▸ **Requirements**: Write the records out again exactly, leaving no images in.
--- Begin ---
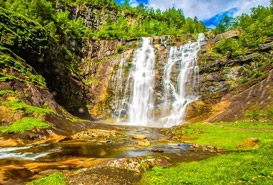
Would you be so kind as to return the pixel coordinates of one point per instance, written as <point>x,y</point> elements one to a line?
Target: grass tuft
<point>53,179</point>
<point>26,123</point>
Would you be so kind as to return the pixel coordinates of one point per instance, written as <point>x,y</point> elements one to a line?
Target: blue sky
<point>209,11</point>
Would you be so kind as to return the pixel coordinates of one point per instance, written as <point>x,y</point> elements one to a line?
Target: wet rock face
<point>94,16</point>
<point>228,34</point>
<point>227,83</point>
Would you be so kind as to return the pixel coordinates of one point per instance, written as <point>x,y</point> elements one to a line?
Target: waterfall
<point>136,93</point>
<point>118,91</point>
<point>141,102</point>
<point>182,89</point>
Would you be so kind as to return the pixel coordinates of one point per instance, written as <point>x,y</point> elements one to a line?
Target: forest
<point>62,63</point>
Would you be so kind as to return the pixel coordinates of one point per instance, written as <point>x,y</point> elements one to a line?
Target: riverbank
<point>250,163</point>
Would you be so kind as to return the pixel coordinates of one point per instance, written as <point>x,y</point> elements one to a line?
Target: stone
<point>158,150</point>
<point>144,142</point>
<point>139,137</point>
<point>249,143</point>
<point>228,34</point>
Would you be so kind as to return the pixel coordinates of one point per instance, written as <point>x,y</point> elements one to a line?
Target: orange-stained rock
<point>249,143</point>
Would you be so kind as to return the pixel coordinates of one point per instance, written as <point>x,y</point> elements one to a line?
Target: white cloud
<point>204,9</point>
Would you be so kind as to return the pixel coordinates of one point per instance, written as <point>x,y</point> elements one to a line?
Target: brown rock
<point>158,149</point>
<point>144,142</point>
<point>139,137</point>
<point>249,143</point>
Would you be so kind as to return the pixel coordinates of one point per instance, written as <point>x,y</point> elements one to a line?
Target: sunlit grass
<point>53,179</point>
<point>241,167</point>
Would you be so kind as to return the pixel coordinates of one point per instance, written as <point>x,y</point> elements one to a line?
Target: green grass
<point>9,92</point>
<point>223,135</point>
<point>242,167</point>
<point>53,179</point>
<point>17,105</point>
<point>26,123</point>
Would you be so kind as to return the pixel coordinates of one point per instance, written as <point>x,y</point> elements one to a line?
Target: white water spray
<point>178,95</point>
<point>141,104</point>
<point>180,81</point>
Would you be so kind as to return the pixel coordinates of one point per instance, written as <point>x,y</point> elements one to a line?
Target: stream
<point>22,164</point>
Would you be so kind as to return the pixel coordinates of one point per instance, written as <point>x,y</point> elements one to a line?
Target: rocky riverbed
<point>107,155</point>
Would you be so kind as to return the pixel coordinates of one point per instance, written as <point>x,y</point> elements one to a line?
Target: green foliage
<point>23,36</point>
<point>224,25</point>
<point>7,61</point>
<point>53,179</point>
<point>9,92</point>
<point>253,115</point>
<point>17,105</point>
<point>26,123</point>
<point>255,28</point>
<point>228,47</point>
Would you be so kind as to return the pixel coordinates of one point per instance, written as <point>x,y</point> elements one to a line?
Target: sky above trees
<point>209,11</point>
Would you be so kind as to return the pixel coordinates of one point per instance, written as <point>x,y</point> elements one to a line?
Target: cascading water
<point>180,82</point>
<point>178,96</point>
<point>141,102</point>
<point>118,91</point>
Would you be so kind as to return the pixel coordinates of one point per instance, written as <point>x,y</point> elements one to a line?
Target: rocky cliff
<point>78,74</point>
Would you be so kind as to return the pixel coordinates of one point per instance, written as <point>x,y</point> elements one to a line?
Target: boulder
<point>226,35</point>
--- End ---
▸ **Exercise result**:
Would you be so kind as to return the pixel coordinates of one point per instance, written as <point>x,y</point> elements one to a line?
Target: grass tuft
<point>53,179</point>
<point>26,123</point>
Would you be so kind as to return the pixel coordinates of one point per instance, written as <point>x,y</point> elements one to a line?
Target: blue sky
<point>209,11</point>
Would you be so kind as to return the pixel coordinates of one point per instance, written as <point>x,y</point> elements one to a line?
Target: wet rock face
<point>94,16</point>
<point>228,34</point>
<point>227,83</point>
Would you be so kind as to return the pixel coordinates of one point per instance, written as <point>x,y</point> elements one to a line?
Target: waterfall
<point>136,93</point>
<point>118,91</point>
<point>141,102</point>
<point>182,89</point>
Would you be so kind as to return the pixel coordinates of one point per instance, written as <point>x,y</point> elements one to a line?
Target: forest
<point>62,63</point>
Would you be so kind as to return the pixel coordinates of one point per instance, written as <point>x,y</point> elements one to a line?
Target: riverbank
<point>250,163</point>
Would you be so kind as to return the pixel coordinates of one point per instance, written as <point>x,y</point> elements one to a line?
Target: stone
<point>158,150</point>
<point>144,142</point>
<point>139,137</point>
<point>249,143</point>
<point>228,34</point>
Would you be so kind as to return the pixel coordinates of one point per instance, written as <point>x,y</point> elements one to a line?
Target: orange-stained rock
<point>249,143</point>
Would you be so kind as to return the pixel coordinates of one point per instance, written as <point>x,y</point> elements one to a line?
Target: white cloud
<point>204,9</point>
Would you be so kind as to return the pixel coordinates of one point per instance, written as <point>x,y</point> elements one to a line?
Target: brown rock
<point>158,149</point>
<point>144,142</point>
<point>139,137</point>
<point>249,143</point>
Would you be so kind as to return the pixel coordinates of one point per instance, written as <point>x,y</point> elements one to a line?
Target: sunlit grass
<point>53,179</point>
<point>241,167</point>
Would you be so kind as to return the pixel coordinates of one point per instance, written as <point>x,y</point> elements one to a line?
Target: green grass
<point>9,92</point>
<point>223,135</point>
<point>242,167</point>
<point>53,179</point>
<point>17,105</point>
<point>26,123</point>
Would you be so kind as to return the pixel coordinates of one point per instance, written as <point>x,y</point> elements one to a line?
Target: white water spray
<point>178,95</point>
<point>141,104</point>
<point>180,81</point>
Would you be so kind as to return the pixel coordinates of one point per instance, written as <point>x,y</point> elements one to a line?
Target: stream
<point>22,164</point>
Would you be so kind as to return the pixel coordinates of one point per instance, written as <point>x,y</point> elements one to a line?
Target: rocky riverbed
<point>107,155</point>
Would you be so kind as to return the pixel coordinates of one point per instance, written as <point>x,y</point> elements one to a line?
Target: green foliage
<point>23,36</point>
<point>224,25</point>
<point>7,61</point>
<point>53,179</point>
<point>9,92</point>
<point>253,115</point>
<point>17,105</point>
<point>26,123</point>
<point>255,28</point>
<point>228,47</point>
Would you be so kind as to return the pixel coordinates of one point per instance, written as <point>x,y</point> elements one to a line?
Target: sky above trees
<point>209,11</point>
Would you be so kind as to return the pixel coordinates of one point per instance, written as <point>x,y</point> elements one to a line?
Target: cascading water
<point>180,82</point>
<point>178,96</point>
<point>141,102</point>
<point>118,91</point>
Would you be so kind as to return the pixel coordinates of one point per instance, written as <point>x,y</point> elements one to a line?
Target: rocky cliff
<point>78,74</point>
Would you be so kind as to return the pixel coordinates of one point per instance, written as <point>x,y</point> elements one to a line?
Target: boulder
<point>226,35</point>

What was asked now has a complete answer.